ACTIVITY: Return the data below exactly, please, but drop the pictures.
"""
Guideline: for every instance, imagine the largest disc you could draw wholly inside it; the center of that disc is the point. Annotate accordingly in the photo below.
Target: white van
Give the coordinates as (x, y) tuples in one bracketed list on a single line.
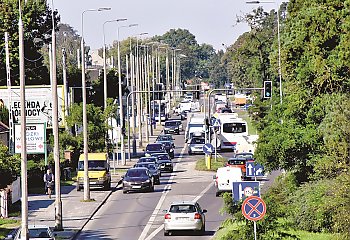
[(224, 178)]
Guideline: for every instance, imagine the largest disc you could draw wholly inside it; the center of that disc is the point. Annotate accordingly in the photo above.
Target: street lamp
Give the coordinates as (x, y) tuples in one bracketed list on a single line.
[(86, 148), (121, 112), (279, 43)]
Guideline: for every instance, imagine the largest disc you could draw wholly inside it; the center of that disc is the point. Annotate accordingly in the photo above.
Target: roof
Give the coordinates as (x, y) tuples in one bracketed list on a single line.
"""
SOLVED PROBLEM:
Guideline: for every instance, imagine the largest disc you could draw wholly inside it; the center of that disc is the point. Annotate accordingly in the photo below.
Target: white van
Give the coordinates as (x, y) tuples in one bracketed list on a single line.
[(224, 178)]
Guideline: for every instance, imagine the largest disc you could draw wholly inside it; the center of that disc is the point. Annotate accordingly in the photo above.
Target: street lamp
Give the coordinates as (x, y) tuples in one bracketed list on a single line.
[(86, 148), (121, 112), (279, 43)]
Guideline: for every instance, imagine the largest disc you could draw wholly inside it; the center of that disc is the point. Annotate accordingly in the photo above.
Target: roof
Give the coordinates as (x, y) tuples in one bracketed list on a single line.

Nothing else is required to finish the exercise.